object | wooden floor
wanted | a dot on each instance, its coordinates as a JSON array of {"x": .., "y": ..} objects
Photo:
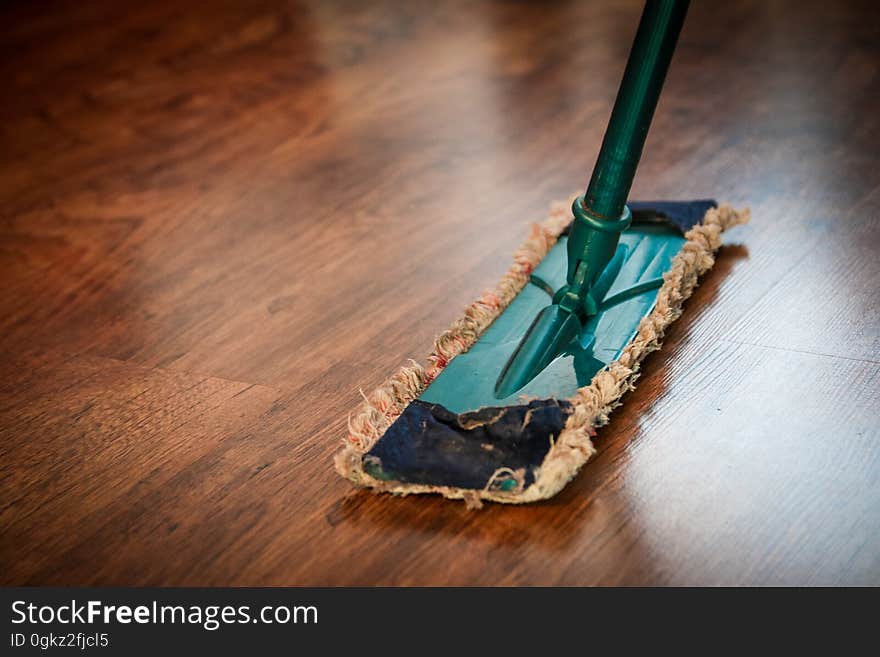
[{"x": 221, "y": 220}]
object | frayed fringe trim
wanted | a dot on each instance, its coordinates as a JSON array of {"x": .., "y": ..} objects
[{"x": 591, "y": 405}]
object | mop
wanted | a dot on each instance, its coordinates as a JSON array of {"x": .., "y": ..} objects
[{"x": 509, "y": 401}]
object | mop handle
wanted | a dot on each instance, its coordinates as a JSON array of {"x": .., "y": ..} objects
[{"x": 634, "y": 107}]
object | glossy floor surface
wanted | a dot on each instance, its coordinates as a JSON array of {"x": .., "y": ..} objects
[{"x": 222, "y": 219}]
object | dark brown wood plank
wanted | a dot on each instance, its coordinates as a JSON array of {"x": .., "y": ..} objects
[{"x": 222, "y": 219}]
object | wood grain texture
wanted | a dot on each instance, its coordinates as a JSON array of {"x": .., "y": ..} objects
[{"x": 222, "y": 219}]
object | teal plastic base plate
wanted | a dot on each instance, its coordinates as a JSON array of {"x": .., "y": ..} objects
[{"x": 468, "y": 382}]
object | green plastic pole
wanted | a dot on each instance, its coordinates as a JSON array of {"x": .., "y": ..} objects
[
  {"x": 600, "y": 215},
  {"x": 637, "y": 98}
]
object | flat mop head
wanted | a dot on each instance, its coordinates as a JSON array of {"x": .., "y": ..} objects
[{"x": 458, "y": 427}]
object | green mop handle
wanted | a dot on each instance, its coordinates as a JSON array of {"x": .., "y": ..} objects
[
  {"x": 636, "y": 100},
  {"x": 600, "y": 215}
]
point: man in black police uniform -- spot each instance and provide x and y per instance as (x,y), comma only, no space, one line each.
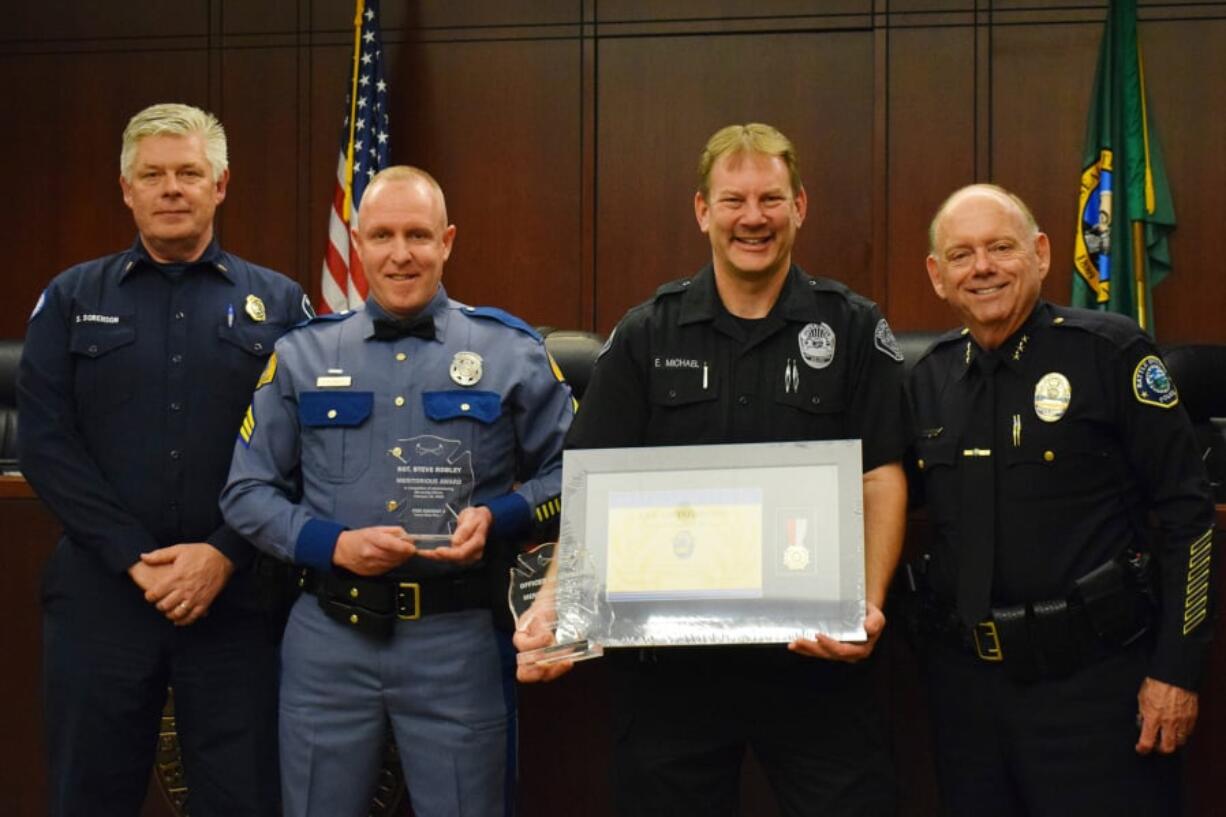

******

YOUR TASK:
The copy you produce must match the entries above exactly, except that it has no pictures.

REPLY:
object | wooden floor
wanted | a dot on each instance, its coordinates as a JSON array of {"x": .., "y": ..} objects
Photo:
[{"x": 221, "y": 220}]
object | frayed fringe trim
wanted | a dot on each instance, its coordinates as a JSON array of {"x": .., "y": ..} objects
[{"x": 591, "y": 405}]
object | mop
wanted | a dot on each instance, its coordinates as a JSON array of {"x": .., "y": ..} objects
[{"x": 509, "y": 401}]
object | mop handle
wanted | a dot on each instance, its coordinates as a JSON array of {"x": .., "y": ..} objects
[{"x": 634, "y": 107}]
object | glossy floor surface
wanted | a dot on each instance, its coordinates as a JSON array of {"x": .., "y": ..} objects
[{"x": 222, "y": 219}]
object | dark brown wood plank
wanted | a dot on each instance, its coordinates as a JSON array of {"x": .., "y": ..} objects
[{"x": 222, "y": 219}]
object | wood grain texture
wanted | a dot on each instance, its coordinates as a JSON array of {"x": .., "y": ..} objects
[{"x": 222, "y": 219}]
object | teal plastic base plate
wanted | a dot on each instance, its coordinates as a JSON array of {"x": .., "y": ..} objects
[{"x": 468, "y": 382}]
object | green plastic pole
wanted | a dot on each instance, its coordinates as a JSON array of {"x": .., "y": ..} objects
[
  {"x": 600, "y": 215},
  {"x": 637, "y": 98}
]
object | flat mop head
wanted | a dot on each instance, its coordinates as a JSON array of {"x": .., "y": ..} objects
[{"x": 458, "y": 427}]
object | green mop handle
wanted | a dot on each instance, its coordinates as a JSON array of {"x": .., "y": ..} objects
[
  {"x": 636, "y": 100},
  {"x": 600, "y": 215}
]
point: man in black police uniform -- spot each instance and provide x and y per instance as (x,y), comma only, no space, one line each.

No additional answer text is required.